# SOURCE DOCUMENT
There were 1.1 million nonfatal occupational injuries and illnesses in 2017 in which the injured or ill worker took at least one day away from work to recuperate. That was about the same as in 2016. The incidence rate in 2017 was 98.0 cases per 10,000 full-time equivalent workers. The rate in 2016 was 100.4. The median days away from work to recuperate was 9 days in 2017, the same as in 2016.
Transportation and material moving workers had the highest number of cases with days away from work in 2017 (195,800 cases). The incidence rate for these workers fell to 235.3 cases per 10,000 full-time equivalent workers in 2017, down from 244.0 cases in 2016.
Protective service workers had the highest incidence rate of days away from work cases in 2017 at 298.4 cases per 10,000 full-time equivalent workers. That was about the same rate as in 2016. The incidence rates rose in three occupational groups in 2017: installation, maintenance, and repair workers (194.6 cases); business and financial operation workers (12.9 cases); and architecture and engineering workers (16.0 cases).

[Pointing and labeling entries]
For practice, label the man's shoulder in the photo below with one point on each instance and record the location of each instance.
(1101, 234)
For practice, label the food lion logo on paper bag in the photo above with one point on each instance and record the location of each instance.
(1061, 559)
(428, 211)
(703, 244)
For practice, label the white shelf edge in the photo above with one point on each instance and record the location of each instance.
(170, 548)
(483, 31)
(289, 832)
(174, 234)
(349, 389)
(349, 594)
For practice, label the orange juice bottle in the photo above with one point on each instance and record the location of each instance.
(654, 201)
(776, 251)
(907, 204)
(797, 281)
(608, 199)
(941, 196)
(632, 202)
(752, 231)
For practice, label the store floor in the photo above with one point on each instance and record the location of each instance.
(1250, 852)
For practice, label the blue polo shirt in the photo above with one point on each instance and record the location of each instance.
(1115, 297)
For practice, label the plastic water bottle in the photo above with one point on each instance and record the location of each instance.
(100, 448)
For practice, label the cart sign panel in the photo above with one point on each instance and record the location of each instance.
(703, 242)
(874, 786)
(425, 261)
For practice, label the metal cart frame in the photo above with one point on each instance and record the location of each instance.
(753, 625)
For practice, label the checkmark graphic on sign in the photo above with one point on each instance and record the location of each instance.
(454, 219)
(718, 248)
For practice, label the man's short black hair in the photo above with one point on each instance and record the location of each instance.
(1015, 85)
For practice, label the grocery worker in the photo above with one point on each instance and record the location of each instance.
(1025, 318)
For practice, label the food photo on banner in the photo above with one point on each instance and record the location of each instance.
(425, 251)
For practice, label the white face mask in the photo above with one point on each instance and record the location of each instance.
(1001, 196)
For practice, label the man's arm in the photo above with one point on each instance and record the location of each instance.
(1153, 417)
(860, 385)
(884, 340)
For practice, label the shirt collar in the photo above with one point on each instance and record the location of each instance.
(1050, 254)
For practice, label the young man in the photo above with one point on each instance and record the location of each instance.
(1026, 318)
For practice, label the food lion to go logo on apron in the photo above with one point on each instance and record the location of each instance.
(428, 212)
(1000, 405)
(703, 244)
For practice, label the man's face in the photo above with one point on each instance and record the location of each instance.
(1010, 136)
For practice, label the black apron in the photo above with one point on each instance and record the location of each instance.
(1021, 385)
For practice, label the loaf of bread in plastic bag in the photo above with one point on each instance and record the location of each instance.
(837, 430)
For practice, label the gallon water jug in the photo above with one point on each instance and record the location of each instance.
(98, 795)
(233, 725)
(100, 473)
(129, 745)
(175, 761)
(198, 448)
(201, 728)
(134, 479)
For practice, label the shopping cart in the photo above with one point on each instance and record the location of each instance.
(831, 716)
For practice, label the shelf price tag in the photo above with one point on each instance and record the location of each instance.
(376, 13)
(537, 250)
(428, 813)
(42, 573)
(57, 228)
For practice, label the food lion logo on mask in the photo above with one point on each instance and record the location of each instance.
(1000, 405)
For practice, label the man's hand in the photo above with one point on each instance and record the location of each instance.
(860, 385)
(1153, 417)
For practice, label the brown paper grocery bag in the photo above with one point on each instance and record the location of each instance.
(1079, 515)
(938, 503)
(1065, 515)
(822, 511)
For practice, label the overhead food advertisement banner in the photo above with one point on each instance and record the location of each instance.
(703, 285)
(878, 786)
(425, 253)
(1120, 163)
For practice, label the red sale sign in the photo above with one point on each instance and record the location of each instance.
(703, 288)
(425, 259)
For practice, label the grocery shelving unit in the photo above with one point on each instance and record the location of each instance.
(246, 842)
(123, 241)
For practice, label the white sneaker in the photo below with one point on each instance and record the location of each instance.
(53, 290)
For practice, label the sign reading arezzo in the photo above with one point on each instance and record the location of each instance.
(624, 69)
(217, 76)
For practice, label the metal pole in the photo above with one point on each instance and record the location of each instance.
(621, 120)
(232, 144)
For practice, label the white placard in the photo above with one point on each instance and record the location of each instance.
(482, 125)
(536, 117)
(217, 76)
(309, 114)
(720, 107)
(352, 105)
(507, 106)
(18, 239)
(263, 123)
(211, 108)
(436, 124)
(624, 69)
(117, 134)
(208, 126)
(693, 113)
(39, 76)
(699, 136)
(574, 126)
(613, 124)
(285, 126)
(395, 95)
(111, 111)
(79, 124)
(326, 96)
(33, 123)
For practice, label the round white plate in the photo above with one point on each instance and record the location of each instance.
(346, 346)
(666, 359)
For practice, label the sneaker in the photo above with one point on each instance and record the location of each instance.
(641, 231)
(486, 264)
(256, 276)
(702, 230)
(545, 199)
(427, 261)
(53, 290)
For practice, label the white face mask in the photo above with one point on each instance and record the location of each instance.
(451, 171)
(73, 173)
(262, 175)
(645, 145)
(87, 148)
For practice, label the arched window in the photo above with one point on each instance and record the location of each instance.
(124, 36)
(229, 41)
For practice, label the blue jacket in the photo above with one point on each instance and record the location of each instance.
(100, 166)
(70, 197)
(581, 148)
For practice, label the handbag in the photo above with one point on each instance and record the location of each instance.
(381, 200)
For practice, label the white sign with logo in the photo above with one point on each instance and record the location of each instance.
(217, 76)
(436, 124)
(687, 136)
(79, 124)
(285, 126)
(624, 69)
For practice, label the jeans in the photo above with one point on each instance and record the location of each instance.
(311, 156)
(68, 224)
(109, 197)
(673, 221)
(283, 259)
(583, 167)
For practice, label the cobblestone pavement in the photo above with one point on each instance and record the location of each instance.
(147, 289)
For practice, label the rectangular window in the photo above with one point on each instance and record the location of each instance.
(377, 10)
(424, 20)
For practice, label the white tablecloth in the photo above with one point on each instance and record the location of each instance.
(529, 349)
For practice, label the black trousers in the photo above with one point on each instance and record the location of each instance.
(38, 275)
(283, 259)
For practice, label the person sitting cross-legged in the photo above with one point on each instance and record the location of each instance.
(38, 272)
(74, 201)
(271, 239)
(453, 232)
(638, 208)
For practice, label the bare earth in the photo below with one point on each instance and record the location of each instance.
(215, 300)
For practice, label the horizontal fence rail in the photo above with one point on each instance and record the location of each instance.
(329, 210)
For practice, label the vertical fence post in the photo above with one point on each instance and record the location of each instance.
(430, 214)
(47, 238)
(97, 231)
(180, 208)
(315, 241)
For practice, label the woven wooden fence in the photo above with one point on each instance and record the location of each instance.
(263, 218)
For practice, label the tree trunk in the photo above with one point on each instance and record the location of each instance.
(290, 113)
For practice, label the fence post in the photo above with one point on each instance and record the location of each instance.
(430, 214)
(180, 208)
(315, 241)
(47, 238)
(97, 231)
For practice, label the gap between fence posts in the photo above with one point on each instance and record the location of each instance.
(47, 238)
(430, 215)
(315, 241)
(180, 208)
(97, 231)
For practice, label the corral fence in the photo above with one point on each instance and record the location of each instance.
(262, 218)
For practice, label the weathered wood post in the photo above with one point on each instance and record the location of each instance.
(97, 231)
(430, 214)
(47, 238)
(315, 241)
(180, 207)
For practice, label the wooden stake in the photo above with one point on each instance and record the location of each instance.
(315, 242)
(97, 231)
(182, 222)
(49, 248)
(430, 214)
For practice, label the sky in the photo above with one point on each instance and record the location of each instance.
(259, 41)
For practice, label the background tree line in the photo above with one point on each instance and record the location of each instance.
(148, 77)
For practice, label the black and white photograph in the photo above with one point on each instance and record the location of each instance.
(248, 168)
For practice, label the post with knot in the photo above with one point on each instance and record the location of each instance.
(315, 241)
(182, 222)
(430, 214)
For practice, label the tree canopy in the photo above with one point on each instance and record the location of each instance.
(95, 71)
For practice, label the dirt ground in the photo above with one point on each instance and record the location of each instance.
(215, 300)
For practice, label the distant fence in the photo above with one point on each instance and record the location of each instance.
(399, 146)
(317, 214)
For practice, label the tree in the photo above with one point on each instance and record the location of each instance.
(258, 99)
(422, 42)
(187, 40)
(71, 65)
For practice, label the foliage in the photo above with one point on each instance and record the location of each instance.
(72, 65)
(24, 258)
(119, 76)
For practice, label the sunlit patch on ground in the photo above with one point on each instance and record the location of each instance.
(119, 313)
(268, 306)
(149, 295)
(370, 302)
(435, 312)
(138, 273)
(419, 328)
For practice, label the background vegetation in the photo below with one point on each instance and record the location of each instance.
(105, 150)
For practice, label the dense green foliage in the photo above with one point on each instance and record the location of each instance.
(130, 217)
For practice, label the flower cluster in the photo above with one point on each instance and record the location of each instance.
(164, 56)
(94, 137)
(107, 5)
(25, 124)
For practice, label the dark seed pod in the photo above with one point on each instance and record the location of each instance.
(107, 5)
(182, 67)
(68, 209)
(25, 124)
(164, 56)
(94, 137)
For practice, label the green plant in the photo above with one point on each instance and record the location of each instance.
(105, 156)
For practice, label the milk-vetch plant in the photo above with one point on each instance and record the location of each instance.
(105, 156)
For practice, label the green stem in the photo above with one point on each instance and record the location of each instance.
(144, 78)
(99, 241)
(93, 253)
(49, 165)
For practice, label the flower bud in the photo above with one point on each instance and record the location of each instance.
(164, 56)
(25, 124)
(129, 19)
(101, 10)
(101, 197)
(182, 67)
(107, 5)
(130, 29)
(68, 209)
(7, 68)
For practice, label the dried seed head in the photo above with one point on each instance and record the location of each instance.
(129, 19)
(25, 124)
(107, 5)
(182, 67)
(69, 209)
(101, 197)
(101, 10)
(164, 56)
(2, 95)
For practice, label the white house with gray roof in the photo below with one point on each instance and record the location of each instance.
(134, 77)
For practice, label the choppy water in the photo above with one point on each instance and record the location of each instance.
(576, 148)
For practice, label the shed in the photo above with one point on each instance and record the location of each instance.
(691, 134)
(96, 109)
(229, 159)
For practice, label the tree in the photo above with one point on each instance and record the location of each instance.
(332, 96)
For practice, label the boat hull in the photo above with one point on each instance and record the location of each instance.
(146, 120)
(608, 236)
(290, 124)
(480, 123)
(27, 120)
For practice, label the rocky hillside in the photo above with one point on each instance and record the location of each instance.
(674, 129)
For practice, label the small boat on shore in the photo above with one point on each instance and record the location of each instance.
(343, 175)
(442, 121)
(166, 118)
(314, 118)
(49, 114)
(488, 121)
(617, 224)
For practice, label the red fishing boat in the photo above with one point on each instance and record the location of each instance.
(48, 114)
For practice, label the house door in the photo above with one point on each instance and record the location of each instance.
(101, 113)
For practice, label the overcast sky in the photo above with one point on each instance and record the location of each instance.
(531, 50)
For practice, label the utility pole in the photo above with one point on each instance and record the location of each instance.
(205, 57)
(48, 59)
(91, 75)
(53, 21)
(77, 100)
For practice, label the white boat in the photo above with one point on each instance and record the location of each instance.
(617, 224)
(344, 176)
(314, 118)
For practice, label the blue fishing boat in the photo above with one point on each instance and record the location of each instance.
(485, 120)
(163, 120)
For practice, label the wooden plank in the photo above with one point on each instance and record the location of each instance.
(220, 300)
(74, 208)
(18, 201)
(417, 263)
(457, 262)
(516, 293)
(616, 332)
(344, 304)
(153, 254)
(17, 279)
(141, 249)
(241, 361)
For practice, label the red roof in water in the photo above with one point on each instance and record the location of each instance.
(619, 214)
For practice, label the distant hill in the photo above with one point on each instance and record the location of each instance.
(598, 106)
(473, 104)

# OBJECTIVES
• a. Answer these questions using the text on 2017 workplace injuries and illnesses:
(i) What was the median number of days away from work to recuperate in 2017?
(ii) How many cases with days away from work did transportation and material moving workers have in 2017?
(iii) What was the incidence rate of days away from work cases for protective service workers in 2017?
• b. Write a continuation of the text on 2017 workplace injuries and illnesses, starting after its final sentence.

# RESULTS IN ORDER
• a.
(i) 9 days
(ii) 195,800 cases
(iii) 298.4 cases per 10,000 full-time equivalent workers

• b.
Workers in arts, design, entertainment, sports and media occupations took a median of 17 days away from work to recuperate from their injuries and illnesses. These cases accounted for 1% (6,810 cases) of all cases that resulted in days away from work. Half of these cases occurred to athletes, coaches, umpires, and related workers. Three occupational groups with more than 75,000 cases took a median of 13 days away from work to recuperate from their injuries and illnesses: transportation and material moving; construction and extraction; and protective service workers.
These data are from the Injuries, Illnesses, and Fatalities program. The estimates include workers in private industry and state and local government. To learn more, see “Employer-reported Workplace Injuries and Illnesses — 2017.”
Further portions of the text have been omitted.